[begin Records provided]

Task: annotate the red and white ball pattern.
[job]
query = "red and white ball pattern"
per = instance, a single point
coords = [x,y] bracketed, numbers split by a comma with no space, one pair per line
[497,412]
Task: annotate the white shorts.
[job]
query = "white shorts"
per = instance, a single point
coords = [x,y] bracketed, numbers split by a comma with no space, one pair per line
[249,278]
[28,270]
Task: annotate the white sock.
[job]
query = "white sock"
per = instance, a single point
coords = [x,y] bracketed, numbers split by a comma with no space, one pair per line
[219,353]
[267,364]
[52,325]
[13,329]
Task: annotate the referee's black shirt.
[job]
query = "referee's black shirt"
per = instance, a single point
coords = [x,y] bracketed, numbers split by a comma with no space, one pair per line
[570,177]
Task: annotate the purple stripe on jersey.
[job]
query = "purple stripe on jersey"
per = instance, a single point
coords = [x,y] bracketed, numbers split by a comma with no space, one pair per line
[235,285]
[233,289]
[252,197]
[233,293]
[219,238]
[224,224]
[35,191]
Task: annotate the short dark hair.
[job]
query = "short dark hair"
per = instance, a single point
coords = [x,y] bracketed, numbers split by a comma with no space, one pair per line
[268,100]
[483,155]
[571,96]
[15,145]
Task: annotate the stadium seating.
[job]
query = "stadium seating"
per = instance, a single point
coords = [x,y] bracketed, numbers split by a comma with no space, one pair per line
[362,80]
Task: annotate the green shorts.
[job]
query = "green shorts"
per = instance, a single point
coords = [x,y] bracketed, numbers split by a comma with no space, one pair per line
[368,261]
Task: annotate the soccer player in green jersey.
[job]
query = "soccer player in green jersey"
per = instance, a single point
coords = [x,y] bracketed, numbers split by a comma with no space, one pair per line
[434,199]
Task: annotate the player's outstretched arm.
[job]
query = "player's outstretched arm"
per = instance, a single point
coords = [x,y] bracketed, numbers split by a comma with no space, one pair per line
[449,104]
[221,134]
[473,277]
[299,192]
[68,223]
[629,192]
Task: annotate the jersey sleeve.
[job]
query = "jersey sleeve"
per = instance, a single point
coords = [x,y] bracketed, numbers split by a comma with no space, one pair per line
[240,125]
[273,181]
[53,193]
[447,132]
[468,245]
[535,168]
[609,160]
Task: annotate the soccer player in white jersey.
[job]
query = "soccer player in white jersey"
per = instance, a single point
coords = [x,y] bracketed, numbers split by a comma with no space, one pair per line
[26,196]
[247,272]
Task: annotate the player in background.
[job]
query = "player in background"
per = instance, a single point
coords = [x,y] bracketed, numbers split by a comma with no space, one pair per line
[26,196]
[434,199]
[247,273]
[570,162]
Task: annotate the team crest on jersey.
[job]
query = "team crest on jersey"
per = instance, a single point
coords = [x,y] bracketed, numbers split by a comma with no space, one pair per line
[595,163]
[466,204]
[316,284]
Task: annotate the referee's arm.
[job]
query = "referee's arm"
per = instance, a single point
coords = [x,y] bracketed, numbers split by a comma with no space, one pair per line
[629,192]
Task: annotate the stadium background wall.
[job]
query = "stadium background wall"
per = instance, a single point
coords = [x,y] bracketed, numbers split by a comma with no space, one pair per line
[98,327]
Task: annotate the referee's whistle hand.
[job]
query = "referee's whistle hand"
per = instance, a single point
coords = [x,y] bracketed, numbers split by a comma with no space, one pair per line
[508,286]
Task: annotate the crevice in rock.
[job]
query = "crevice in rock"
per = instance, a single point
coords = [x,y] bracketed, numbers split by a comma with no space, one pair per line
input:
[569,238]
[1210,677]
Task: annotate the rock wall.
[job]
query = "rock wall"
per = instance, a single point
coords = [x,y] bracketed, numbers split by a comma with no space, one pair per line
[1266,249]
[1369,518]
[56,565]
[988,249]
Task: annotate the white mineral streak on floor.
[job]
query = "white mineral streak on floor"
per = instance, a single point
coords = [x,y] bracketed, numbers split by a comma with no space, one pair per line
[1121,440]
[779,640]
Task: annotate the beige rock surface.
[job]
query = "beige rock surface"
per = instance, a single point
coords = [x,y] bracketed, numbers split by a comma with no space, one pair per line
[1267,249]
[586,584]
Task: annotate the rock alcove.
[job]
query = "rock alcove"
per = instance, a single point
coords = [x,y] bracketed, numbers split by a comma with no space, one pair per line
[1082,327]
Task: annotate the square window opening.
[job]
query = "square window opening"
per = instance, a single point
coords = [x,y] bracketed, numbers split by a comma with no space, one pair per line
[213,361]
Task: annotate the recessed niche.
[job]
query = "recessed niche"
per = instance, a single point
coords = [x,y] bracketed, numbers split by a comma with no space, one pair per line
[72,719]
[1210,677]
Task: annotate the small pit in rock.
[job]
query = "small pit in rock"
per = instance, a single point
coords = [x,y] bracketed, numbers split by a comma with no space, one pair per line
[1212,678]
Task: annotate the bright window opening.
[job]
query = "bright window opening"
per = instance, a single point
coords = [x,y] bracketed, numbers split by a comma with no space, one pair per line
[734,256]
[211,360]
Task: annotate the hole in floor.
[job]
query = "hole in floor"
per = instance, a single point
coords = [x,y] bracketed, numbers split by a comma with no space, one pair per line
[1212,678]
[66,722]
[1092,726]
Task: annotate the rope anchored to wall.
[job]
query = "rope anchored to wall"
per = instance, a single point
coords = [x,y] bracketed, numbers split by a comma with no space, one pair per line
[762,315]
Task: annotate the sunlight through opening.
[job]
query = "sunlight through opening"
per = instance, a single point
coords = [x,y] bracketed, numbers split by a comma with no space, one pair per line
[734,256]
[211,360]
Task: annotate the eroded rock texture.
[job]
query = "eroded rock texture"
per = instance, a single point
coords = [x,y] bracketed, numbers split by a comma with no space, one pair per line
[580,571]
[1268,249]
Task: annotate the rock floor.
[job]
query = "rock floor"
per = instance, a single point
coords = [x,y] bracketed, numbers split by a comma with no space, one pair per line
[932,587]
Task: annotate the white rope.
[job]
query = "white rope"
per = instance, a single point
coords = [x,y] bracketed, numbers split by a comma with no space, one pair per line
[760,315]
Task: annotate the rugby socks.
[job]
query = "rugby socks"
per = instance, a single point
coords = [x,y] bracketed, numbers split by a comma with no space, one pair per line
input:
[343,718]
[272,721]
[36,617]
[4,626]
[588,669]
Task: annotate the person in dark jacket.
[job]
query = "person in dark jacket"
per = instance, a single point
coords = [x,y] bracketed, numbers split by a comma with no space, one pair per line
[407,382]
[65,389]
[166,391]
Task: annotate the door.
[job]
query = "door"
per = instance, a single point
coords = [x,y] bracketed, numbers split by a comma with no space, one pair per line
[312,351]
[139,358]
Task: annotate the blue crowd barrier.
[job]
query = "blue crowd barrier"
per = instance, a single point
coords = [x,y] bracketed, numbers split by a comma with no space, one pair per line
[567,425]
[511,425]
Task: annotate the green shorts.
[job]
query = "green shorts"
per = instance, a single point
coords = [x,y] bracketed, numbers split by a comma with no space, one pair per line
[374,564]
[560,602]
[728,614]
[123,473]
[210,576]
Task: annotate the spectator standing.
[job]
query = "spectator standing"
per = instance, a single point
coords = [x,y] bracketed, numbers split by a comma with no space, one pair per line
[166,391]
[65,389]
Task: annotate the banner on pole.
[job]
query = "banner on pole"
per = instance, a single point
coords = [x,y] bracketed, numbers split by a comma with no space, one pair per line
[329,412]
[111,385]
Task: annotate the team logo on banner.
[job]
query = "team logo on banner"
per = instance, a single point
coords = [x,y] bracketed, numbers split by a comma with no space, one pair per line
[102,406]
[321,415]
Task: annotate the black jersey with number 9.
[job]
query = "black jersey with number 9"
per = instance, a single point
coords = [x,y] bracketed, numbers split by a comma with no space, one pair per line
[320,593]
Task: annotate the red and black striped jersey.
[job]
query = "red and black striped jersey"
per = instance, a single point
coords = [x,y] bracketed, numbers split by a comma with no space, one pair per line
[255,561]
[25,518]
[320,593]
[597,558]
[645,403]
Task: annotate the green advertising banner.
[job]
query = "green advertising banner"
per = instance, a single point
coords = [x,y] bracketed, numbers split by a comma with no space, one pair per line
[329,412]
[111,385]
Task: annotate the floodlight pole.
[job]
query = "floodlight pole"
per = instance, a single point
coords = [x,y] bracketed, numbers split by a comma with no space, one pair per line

[end Records provided]

- Given problem
Repeat only what runs from the line holding "Task: annotate the banner on pole." to the end of the data, keeping every line exactly as written, first and last included.

- Solution to the exercise
Task: annotate the banner on pole.
[job]
query = "banner on pole"
per = instance, a single point
coords = [x,y] bracketed, numbers split by a comma with no space, one pair per line
[329,412]
[111,385]
Task: annotate the team logo on banner.
[job]
query = "team logo on banner"
per = instance, a single point
coords = [x,y] bracketed, numbers split by a comma with no space, one pair per line
[102,406]
[321,415]
Task: annotate the black jersey with number 9.
[job]
query = "black jersey with number 9"
per = instance, a single point
coords = [x,y] bracketed, numbers split by a comma with no space, one pair per line
[320,593]
Task: annotate the red and black striped jersey.
[job]
query = "red and black striped jersey"
per = instance, a single point
coords = [x,y] bracketed, numbers split by a comma with no space, one pair per line
[255,561]
[25,518]
[320,593]
[597,558]
[645,403]
Task: annotate the green advertising banner.
[job]
query = "green advertising banner"
per = instance, a single point
coords = [x,y] bracketed, numbers split by a comma with no space, one pair per line
[329,412]
[111,385]
Task: annotate the floodlight pole.
[job]
query = "floodlight pole"
per = instance, a single point
coords = [x,y] bracketed, numbers split by a comma with no space, one pair per line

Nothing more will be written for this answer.